_Requirement_
Would you repeat all of the records underneath, exactly as written?

[Opening Extracted information section]

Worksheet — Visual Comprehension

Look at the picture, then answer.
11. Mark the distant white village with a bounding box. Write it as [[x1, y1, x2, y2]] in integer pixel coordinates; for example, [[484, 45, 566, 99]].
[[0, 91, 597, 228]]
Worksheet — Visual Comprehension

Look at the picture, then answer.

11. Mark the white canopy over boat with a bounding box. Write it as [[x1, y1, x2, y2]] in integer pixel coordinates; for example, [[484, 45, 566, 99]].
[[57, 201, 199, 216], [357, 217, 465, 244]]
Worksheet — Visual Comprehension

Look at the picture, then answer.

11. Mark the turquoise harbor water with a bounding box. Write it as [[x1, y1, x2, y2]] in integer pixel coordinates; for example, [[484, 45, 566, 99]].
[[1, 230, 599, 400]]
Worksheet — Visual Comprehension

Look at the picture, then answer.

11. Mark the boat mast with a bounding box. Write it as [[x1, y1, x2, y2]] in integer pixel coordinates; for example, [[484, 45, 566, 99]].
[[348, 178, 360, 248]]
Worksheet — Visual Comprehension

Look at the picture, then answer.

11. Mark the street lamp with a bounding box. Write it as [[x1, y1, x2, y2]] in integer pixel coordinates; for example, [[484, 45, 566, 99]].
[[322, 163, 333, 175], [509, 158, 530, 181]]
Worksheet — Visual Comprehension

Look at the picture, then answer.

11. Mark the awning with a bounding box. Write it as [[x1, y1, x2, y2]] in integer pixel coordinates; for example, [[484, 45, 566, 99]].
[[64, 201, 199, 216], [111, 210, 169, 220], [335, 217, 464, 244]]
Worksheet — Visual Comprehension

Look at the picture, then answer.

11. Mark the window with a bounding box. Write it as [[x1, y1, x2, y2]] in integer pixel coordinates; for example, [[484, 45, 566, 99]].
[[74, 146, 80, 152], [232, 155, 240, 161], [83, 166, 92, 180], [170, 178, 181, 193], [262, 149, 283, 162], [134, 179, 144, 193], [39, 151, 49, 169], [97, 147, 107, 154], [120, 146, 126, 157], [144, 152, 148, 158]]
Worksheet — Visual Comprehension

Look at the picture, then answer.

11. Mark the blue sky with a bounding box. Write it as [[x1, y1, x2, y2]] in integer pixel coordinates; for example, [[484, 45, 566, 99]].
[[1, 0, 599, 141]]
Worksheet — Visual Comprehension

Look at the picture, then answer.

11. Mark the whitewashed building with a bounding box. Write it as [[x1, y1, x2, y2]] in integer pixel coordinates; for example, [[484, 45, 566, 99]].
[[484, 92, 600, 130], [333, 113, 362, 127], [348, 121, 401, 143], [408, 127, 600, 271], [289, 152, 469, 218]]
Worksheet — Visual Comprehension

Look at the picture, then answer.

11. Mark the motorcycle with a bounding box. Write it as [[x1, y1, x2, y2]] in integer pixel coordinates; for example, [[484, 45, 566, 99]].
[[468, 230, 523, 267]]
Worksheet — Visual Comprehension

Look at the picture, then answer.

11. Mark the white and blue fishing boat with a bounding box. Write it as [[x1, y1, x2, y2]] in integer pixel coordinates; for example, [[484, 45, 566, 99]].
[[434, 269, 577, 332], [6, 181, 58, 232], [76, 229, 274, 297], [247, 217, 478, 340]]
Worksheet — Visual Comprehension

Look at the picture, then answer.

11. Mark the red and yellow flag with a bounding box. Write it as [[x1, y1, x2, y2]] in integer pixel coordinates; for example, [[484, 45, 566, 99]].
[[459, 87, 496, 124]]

[Closing Extracted information section]

_Response_
Worksheet — Visual Comprehension

Look at the picture, then answer.
11. Mark the distant white village with a bounding box. Write it as [[x1, y1, x2, y2]] in integer pixel coordinates; for example, [[484, 45, 566, 99]].
[[0, 91, 597, 228]]
Worksheet — Visual Comprehension

Look at the picture, then answer.

11. Mark the white canopy over boat with a bounding box. Write it as [[x1, y1, x2, y2]] in integer pixel coordinates; for example, [[484, 45, 566, 99]].
[[57, 201, 199, 216], [357, 217, 465, 244]]
Worksheet — Visual Comprehension

Look at the picture, then answer.

11. Mark the turquoise harbor water with a bounding box. Write it as [[x1, y1, x2, y2]] in integer pixel coordinates; for example, [[484, 45, 566, 99]].
[[1, 230, 599, 400]]
Worksheet — Visual Comprehension

Look at the picture, then answer.

11. Mark the boat mast with a bounding box. Write it as [[x1, y1, x2, y2]] in integer pixel coordinates; for example, [[484, 45, 566, 99]].
[[348, 178, 360, 248]]
Worksheet — Visual Comprehension

Look at the picture, then answer.

11. Mark the street lamp with a bounding box. Write it as [[x1, y1, x2, y2]] in integer pixel coordinates; for example, [[484, 45, 566, 99]].
[[322, 163, 333, 175], [509, 158, 530, 181]]
Worksheet — Visual Comprehension

Look at the picture, then answer.

11. Mark the awning with a bounding box. Write it as [[x1, y1, x2, y2]] in integer pixel coordinates; for example, [[484, 45, 566, 99]].
[[64, 201, 199, 216], [111, 210, 169, 220], [335, 217, 464, 244]]
Worksheet — Visual Comprehension

Look at the picture, then answer.

11. Mark the window with a bounding box. Write it as [[x1, y1, x2, y2]] in integer pixel coordinates; for example, [[484, 45, 566, 99]].
[[74, 146, 80, 152], [232, 155, 240, 161], [83, 166, 92, 180], [170, 178, 181, 193], [262, 149, 283, 162], [134, 179, 144, 193], [39, 151, 49, 169], [97, 147, 107, 154], [120, 146, 126, 157], [144, 152, 148, 158]]
Worksheet — Visual Comprehension

Look at the picture, then answer.

11. Mark the blue sky with a bounding box. Write it as [[x1, y1, x2, y2]] in integer pixel coordinates; for example, [[484, 45, 566, 99]].
[[1, 0, 599, 141]]
Worksheet — Visual Comprehension

Look at the picture, then answer.

11. Mark the whitewashed building with a bounding box. Write it as [[x1, y1, x2, y2]] in integer pixel coordinates; for example, [[484, 45, 566, 99]].
[[484, 92, 600, 130], [333, 113, 362, 127], [348, 121, 401, 143], [408, 127, 600, 271], [289, 152, 469, 218]]
Worksheet — Visual Comprehension

Look at the picture, then answer.

11. Mark the motorcycle with a bounding box. Write it as [[x1, y1, x2, y2]] in integer pixel coordinates; for example, [[484, 45, 566, 99]].
[[468, 230, 523, 267]]
Worksheet — Visual Comprehension

Look at the picture, then answer.

11. Mark the white and blue fishing boat with a bounding box. Write it as [[x1, y1, x2, y2]] in integer pixel coordinates; for example, [[484, 45, 566, 99]].
[[434, 269, 577, 332], [6, 181, 58, 232], [76, 229, 274, 297], [247, 217, 478, 340]]
Worksheet — Visual Comprehension

Look at the picture, then answer.

11. Mark the red and yellow flag with a bounding box. Write it as [[x1, y1, x2, y2]] in integer pixel coordinates; for example, [[484, 45, 566, 99]].
[[459, 87, 496, 124]]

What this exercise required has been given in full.